#### What you should do
Transcribe every record without leaving anything out or changing a word.

··· Material for this exercise ···

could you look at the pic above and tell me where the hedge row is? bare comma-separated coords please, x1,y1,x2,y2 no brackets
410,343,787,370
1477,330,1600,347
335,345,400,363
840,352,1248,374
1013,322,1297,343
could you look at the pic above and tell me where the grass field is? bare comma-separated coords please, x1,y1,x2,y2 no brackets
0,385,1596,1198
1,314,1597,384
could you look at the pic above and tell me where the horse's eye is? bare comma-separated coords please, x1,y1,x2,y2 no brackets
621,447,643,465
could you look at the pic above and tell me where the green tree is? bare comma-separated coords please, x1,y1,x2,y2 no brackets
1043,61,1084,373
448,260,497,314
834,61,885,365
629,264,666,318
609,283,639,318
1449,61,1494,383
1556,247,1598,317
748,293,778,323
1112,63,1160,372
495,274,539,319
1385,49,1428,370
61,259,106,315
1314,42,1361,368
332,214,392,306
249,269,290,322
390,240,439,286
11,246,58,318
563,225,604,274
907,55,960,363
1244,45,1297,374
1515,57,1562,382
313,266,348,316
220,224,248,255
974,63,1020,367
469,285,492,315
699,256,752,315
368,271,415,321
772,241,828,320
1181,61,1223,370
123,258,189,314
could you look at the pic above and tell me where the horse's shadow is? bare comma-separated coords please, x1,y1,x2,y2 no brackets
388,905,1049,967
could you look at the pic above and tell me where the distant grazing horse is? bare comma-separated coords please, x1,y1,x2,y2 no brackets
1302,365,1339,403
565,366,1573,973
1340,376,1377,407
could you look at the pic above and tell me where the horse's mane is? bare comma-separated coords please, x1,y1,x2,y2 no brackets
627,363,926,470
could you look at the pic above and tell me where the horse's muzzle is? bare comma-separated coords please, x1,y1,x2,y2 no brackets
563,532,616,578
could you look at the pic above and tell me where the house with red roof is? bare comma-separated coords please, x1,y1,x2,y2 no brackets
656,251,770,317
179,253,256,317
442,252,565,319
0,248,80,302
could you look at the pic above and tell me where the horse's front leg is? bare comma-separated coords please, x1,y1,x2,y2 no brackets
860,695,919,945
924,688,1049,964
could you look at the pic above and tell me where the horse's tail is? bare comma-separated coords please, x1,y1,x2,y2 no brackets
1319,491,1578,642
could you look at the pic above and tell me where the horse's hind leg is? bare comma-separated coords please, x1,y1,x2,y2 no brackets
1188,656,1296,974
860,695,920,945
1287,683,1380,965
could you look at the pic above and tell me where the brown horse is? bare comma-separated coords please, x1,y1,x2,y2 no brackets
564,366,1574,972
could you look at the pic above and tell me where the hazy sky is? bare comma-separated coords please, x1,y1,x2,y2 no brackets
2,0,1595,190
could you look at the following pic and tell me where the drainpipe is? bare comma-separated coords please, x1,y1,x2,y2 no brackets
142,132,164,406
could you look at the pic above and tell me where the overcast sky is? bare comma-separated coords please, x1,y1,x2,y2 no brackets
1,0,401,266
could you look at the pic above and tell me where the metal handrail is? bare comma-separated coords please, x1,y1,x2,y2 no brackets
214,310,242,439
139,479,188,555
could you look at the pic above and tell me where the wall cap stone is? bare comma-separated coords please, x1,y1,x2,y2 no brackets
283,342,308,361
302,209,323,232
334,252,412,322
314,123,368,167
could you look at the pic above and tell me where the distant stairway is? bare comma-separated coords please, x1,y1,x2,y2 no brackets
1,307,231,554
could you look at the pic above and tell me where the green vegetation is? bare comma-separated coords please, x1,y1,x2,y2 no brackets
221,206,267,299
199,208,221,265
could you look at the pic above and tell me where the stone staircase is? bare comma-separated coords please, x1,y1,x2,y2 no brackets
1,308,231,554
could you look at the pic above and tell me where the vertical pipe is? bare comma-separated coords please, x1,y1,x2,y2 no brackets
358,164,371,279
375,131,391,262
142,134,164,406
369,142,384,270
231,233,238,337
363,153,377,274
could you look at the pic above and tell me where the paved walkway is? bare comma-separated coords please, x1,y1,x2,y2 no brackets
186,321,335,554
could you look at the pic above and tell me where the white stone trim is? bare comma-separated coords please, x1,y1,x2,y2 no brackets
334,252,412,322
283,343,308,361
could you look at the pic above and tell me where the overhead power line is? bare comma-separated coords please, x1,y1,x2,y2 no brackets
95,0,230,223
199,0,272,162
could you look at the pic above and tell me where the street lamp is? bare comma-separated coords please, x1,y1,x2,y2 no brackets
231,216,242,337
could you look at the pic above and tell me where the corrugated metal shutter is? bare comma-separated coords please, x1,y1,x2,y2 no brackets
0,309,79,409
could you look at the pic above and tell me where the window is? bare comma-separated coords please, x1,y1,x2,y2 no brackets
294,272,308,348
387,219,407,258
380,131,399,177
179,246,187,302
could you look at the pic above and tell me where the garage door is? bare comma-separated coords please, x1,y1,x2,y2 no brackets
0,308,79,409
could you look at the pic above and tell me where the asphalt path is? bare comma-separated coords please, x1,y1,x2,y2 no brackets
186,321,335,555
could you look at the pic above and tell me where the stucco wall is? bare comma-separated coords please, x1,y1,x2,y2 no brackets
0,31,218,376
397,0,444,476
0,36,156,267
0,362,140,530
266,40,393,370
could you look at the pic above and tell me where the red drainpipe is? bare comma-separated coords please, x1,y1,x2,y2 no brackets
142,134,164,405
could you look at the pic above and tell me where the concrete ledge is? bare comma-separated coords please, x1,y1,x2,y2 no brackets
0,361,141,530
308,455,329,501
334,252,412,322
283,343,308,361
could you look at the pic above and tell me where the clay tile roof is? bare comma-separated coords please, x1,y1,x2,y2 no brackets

···

#### Task output
could you look at the pic above and tell me where the hedge row is? bare comma-separated coords please, x1,y1,x2,y2 no brackets
410,343,787,370
1477,330,1600,347
335,345,400,363
840,352,1248,374
1013,322,1297,343
could you look at the pic above and tell me where the grass field is? bare comma-separated coords please, x1,y1,x2,y2 no brackets
0,385,1596,1198
1,314,1597,384
could you look at the pic above and tell me where the horse's eye is? bare comma-separated coords please, x1,y1,x2,y2 no brackets
621,447,643,465
could you look at the pic above and tell me where the green tree is? bare comma-separated coords please, x1,y1,x2,y2 no brackets
1043,61,1084,373
448,260,497,314
834,61,885,365
629,264,666,318
609,283,639,318
1449,61,1494,383
1556,247,1598,317
748,293,778,323
1112,63,1160,372
495,274,539,319
1385,49,1428,370
61,259,106,315
1314,42,1361,368
332,214,392,306
249,269,290,322
390,240,439,286
11,246,58,318
563,225,604,274
907,55,960,363
1244,45,1297,374
1515,57,1562,382
313,266,348,316
220,224,248,255
974,63,1020,367
469,285,492,315
699,256,752,315
368,271,415,321
772,241,828,320
1181,61,1223,370
123,258,189,314
could you look at the pic above and tell me where the horse's shadow is? bare comma-separated coords please, x1,y1,x2,y2 no brackets
388,905,1049,967
could you look at the pic above and tell me where the distant grazing horse is? bare comma-separated coords please, x1,y1,x2,y2 no brackets
1302,365,1339,403
565,366,1573,973
1340,376,1377,407
could you look at the pic above and tell me where the horse's mane is? bare comma-separated coords please, x1,y1,x2,y2 no brackets
627,363,926,470
could you look at the pic above and tell me where the horse's muzzle is? bare comma-separated coords please, x1,y1,x2,y2 no brackets
563,532,616,578
could you look at the pic above and tell me where the house with red roof is? bare comma-separated coords please, x1,y1,x2,y2 no brackets
656,251,770,317
179,253,256,317
442,252,565,319
0,248,80,302
could you look at the pic above and tell me where the horse's front leg is? bare comma-separated coords please, x1,y1,x2,y2 no brackets
860,695,919,945
924,688,1049,964
could you look at the pic above and tell me where the horse's tail is? bare comma-separated coords please, x1,y1,x2,y2 no brackets
1319,491,1578,642
could you look at the pic above and tell me where the horse's hind leg is? bare comma-separated coords please, x1,y1,x2,y2 no brackets
1188,656,1296,974
860,695,920,945
1287,683,1380,965
could you look at the pic above and tell me where the brown horse is? bare comma-separated coords please, x1,y1,x2,y2 no brackets
564,366,1574,972
could you look at the pic above and tell me where the hazy sky is? bare comma-separated coords please, x1,y1,x2,y2 no brackets
2,0,1595,190
could you look at the following pic and tell me where the drainpipe is? bare comma-separated coords please, x1,y1,x2,y2 no brackets
142,132,164,406
could you look at the pic above and tell me where the overcast sky is? bare comma-separated coords please, x1,y1,x2,y2 no brackets
1,0,401,266
could you look at the pic above and tell me where the metal handrail is? bare comma-separated coords please, x1,y1,x2,y2 no brackets
214,310,242,439
139,479,188,555
could you look at the pic above and tell me where the wall cap stone is? bare comma-separated coords please, x1,y1,x2,y2 no brackets
283,342,308,361
302,209,323,232
334,252,412,322
314,123,368,167
could you look at the pic above and tell me where the distant stairway is? bare comma-separated coords please, x1,y1,x2,y2 no brackets
1,307,231,554
could you look at the pic above and tell me where the green vegetation is? bare comma-separated coords please, x1,y1,x2,y2 no brackets
221,206,267,299
199,208,221,265
could you look at the pic above and tell me where the stone staircase is? bare comma-separated coords please, x1,y1,x2,y2 no brackets
1,308,231,554
could you look at the pic above and tell me where the vertical pipe is? bare comma-separated coords please, x1,y1,x2,y2 no brackets
358,164,371,279
375,131,391,262
142,134,164,406
369,142,384,270
231,233,238,337
363,153,377,274
could you look at the pic above and tell me where the paved walkway is? bare comma-separated coords please, x1,y1,x2,y2 no brackets
186,321,335,554
could you look at the pic above and tell me where the white stone trim is? bare comma-separated coords please, x1,y1,x2,y2 no brackets
334,252,412,322
283,343,308,361
could you look at the pic above and tell me where the overhead power line is? bare comma-separated coords please, x1,y1,x2,y2 no brackets
95,0,230,223
199,0,272,162
could you look at the pic above and tell me where the street lamp is? bare comma-separated coords please, x1,y1,x2,y2 no brackets
231,216,242,337
could you look at the pic above and tell me where the corrugated metal shutter is? bare comma-separated coords please, x1,y1,x2,y2 no brackets
0,309,79,409
could you look at the pic above and tell me where the window is? bare comma-separated coords please, x1,y1,x2,y2 no brackets
294,272,308,348
387,219,407,258
380,131,399,177
179,246,187,302
could you look at the pic above and tell me where the garage door is? bare comma-separated coords please, x1,y1,x2,y2 no brackets
0,308,79,409
could you look at the pic above and tell me where the asphalt path is? bare comma-separated coords please, x1,y1,x2,y2 no brackets
186,321,335,555
could you look at the pic above and tell me where the stucco wall is? bare comma-separated coords please, x1,y1,x2,y2 no brackets
0,31,218,376
397,0,444,476
0,36,156,267
0,362,140,530
266,40,393,370
could you look at the pic above and tell me where the red drainpipe is? bare comma-separated coords please, x1,y1,x2,y2 no brackets
142,134,164,405
could you look at the pic above and tell me where the concrete ledge is? bare comma-separated coords please, x1,y1,x2,y2 no brackets
0,361,141,530
308,455,329,501
334,252,412,322
283,343,308,361
could you look at the pic above and tell me where the clay tile roof is? bare comma-separated coords please, x1,y1,x2,y2 no brackets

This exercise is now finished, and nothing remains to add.